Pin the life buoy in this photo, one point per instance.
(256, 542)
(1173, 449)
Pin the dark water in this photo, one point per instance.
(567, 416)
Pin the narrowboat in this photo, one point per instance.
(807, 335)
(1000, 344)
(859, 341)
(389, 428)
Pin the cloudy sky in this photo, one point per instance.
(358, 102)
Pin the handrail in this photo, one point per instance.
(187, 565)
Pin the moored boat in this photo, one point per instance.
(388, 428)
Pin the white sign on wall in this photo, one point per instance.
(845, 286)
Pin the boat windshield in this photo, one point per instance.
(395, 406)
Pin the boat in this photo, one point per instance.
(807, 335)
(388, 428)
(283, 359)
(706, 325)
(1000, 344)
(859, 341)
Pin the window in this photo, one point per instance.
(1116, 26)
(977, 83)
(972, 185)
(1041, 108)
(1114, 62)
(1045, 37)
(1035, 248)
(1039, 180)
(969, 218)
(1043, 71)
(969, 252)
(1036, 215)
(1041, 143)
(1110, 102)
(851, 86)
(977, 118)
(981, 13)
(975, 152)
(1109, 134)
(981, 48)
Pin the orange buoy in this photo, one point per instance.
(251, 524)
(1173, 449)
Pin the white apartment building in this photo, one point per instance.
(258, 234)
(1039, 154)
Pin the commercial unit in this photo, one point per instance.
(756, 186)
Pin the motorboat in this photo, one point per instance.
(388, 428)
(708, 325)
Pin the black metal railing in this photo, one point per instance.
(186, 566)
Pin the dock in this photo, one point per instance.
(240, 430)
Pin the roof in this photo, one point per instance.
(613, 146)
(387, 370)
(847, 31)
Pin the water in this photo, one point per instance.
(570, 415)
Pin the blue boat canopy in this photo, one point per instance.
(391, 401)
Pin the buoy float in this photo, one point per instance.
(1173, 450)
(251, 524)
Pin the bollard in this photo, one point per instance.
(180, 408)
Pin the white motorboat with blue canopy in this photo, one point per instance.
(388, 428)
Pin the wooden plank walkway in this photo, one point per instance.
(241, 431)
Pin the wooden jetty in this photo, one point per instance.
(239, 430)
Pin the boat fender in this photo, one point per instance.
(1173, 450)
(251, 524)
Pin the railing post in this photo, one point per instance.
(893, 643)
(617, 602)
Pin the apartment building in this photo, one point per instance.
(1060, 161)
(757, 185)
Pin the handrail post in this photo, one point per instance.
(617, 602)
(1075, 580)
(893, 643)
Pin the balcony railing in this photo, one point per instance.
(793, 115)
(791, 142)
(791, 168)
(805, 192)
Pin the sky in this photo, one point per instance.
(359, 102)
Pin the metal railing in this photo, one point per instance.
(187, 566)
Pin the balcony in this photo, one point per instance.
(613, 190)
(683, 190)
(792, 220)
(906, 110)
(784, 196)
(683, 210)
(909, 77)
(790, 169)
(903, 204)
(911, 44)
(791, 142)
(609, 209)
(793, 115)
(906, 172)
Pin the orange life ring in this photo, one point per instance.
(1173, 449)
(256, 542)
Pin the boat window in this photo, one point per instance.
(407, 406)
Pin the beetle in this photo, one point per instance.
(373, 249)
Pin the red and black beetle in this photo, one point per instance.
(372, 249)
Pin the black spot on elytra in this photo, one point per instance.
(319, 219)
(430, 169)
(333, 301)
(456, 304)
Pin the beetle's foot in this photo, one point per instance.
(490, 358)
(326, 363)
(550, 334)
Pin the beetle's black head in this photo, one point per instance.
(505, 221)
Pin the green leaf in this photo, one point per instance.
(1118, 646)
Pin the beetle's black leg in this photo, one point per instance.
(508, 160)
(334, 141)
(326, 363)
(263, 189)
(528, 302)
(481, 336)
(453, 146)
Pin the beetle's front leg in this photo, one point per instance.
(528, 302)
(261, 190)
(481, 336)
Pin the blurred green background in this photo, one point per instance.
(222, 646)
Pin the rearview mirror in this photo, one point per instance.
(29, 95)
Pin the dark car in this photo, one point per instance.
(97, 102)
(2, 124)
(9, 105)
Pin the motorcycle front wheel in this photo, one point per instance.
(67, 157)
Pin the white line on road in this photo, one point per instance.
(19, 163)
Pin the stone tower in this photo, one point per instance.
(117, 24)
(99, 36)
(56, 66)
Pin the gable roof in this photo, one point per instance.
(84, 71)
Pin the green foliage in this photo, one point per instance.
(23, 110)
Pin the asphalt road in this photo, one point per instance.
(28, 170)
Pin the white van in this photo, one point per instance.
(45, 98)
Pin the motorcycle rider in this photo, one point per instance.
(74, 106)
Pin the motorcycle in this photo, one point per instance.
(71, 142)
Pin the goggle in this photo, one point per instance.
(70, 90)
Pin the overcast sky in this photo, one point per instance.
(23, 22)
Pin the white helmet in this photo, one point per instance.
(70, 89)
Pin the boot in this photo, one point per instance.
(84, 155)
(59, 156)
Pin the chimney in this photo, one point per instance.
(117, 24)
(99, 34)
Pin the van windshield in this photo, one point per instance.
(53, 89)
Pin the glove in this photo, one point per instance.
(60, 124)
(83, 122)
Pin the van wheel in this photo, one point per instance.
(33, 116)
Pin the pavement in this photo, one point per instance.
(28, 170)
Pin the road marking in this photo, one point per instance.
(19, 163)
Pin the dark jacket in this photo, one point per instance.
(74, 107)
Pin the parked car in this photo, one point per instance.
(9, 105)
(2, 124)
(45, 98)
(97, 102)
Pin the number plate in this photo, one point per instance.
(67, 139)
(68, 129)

## Requirement
Transcribe every entry verbatim.

## The result
Pin the life buoy in this photo, one point per instance.
(256, 542)
(1173, 449)
Pin the dark water in this photo, one point per instance.
(567, 416)
Pin the narrowboat in this photo, one point per instance.
(807, 335)
(1000, 344)
(859, 341)
(389, 428)
Pin the cloudy sky in this photo, one point per instance.
(358, 102)
Pin the handrail in this photo, one point per instance.
(187, 565)
Pin the moored boat in this photo, one point per instance.
(388, 428)
Pin the white sign on wall in this photo, one point per instance.
(845, 286)
Pin the boat windshield in this photo, one point per instance.
(395, 406)
Pin the boat in this photo, one point per instance.
(807, 335)
(388, 428)
(283, 359)
(706, 325)
(1000, 344)
(859, 341)
Pin the window in this photo, one point per instance.
(1116, 26)
(977, 83)
(972, 185)
(1041, 108)
(1114, 62)
(1045, 37)
(1035, 248)
(1039, 180)
(969, 218)
(1043, 71)
(969, 252)
(1036, 215)
(1041, 143)
(1110, 102)
(851, 86)
(977, 118)
(981, 13)
(975, 152)
(1109, 134)
(981, 48)
Pin the orange buoy in this photo, one point per instance.
(251, 524)
(1173, 449)
Pin the white apartment building in this photo, one point per instance.
(258, 234)
(1039, 154)
Pin the commercial unit in this photo, one point per instance.
(756, 186)
Pin the motorboat in this photo, one point per instance.
(388, 428)
(708, 325)
Pin the black metal railing in this photo, one point per instance.
(186, 566)
Pin the dock in this photo, one point per instance.
(240, 430)
Pin the roof in this photo, one point per instance.
(613, 146)
(387, 370)
(847, 31)
Pin the water in this photo, one point per instance.
(570, 415)
Pin the blue boat canopy in this photo, one point per instance.
(391, 401)
Pin the buoy float in this photo, one point per instance.
(1173, 450)
(251, 524)
Pin the bollard in this photo, one point per instance.
(180, 408)
Pin the white motorboat with blue canopy in this photo, one point per instance.
(388, 428)
Pin the wooden plank walkway in this photo, one point per instance.
(241, 431)
Pin the wooden jetty in this photo, one point per instance.
(239, 430)
Pin the boat fender in this photo, one point per instance.
(1173, 450)
(251, 524)
Pin the railing post in this photo, one point per instance.
(893, 643)
(617, 602)
Pin the apartment building in this photo, one point per instance.
(1060, 161)
(757, 185)
Pin the handrail post in this photo, one point per instance.
(617, 602)
(1075, 580)
(893, 643)
Pin the balcony railing in this photo, one point per instance.
(793, 115)
(791, 142)
(791, 168)
(805, 192)
Pin the sky in this photo, one point per instance.
(359, 102)
Pin the metal railing in this photo, one point per instance.
(187, 566)
Pin the balcony in this photo, one point per instance.
(613, 190)
(683, 190)
(792, 220)
(906, 110)
(784, 196)
(683, 210)
(909, 77)
(790, 169)
(903, 204)
(911, 44)
(791, 142)
(609, 209)
(793, 115)
(906, 172)
Pin the orange life ring in this photo, one point per instance.
(1173, 449)
(256, 542)
Pin the boat window in this photo, one point per instance.
(407, 406)
Pin the beetle in this photo, one point per instance.
(373, 249)
Pin the red and black beetle in this photo, one point per instance.
(372, 249)
Pin the black spot on elytra in this photo, one point per instance.
(319, 219)
(430, 169)
(333, 301)
(456, 304)
Pin the beetle's foot in this photo, one point per instance.
(490, 358)
(326, 363)
(550, 334)
Pin the beetle's black head in this photo, one point per instance.
(505, 221)
Pin the green leaf in this photo, one point per instance.
(1118, 646)
Pin the beetle's black leg in this photo, one point per instance.
(508, 160)
(334, 141)
(326, 363)
(263, 189)
(528, 302)
(481, 336)
(453, 146)
Pin the beetle's front leg in this photo, one point per instance.
(528, 302)
(261, 190)
(481, 336)
Pin the blurred green background in this photo, one point per instance.
(222, 646)
Pin the rearview mirror in this photo, one point per instance.
(29, 95)
Pin the dark car in this photo, one point per instance.
(97, 102)
(2, 124)
(9, 105)
Pin the motorcycle front wheel in this photo, one point per instance.
(67, 157)
Pin the white line on road in this photo, one point per instance.
(19, 163)
Pin the stone tower in this photo, one point per instance.
(117, 24)
(99, 36)
(56, 66)
Pin the gable roof in this photo, one point per instance.
(84, 71)
Pin the green foliage in this photo, one point per instance.
(23, 110)
Pin the asphalt road in this photo, one point per instance.
(28, 170)
Pin the white van in this photo, one point per instance.
(45, 98)
Pin the motorcycle rider in this photo, one point per instance.
(74, 106)
Pin the motorcycle in this photo, one point per instance.
(71, 142)
Pin the goggle in this photo, one point per instance.
(70, 90)
Pin the overcast sky in this photo, one point per instance.
(23, 22)
Pin the white helmet in this photo, one point per instance.
(70, 89)
Pin the boot in this photo, one point per instance.
(84, 155)
(59, 156)
Pin the chimney in this photo, one point per instance.
(117, 24)
(99, 34)
Pin the van windshield in this photo, one point per instance.
(53, 89)
Pin the glove in this photo, one point per instance.
(60, 124)
(83, 122)
Pin the van wheel in this photo, one point per instance.
(33, 116)
Pin the pavement in this photo, one point per instance.
(28, 170)
Pin the road marking in this photo, one point per instance.
(19, 163)
Pin the dark jacket in this photo, one point per instance.
(74, 107)
Pin the parked car in this photo, one point per instance.
(9, 105)
(2, 124)
(45, 98)
(97, 102)
Pin the number plate in this photo, one point per instance.
(67, 139)
(68, 129)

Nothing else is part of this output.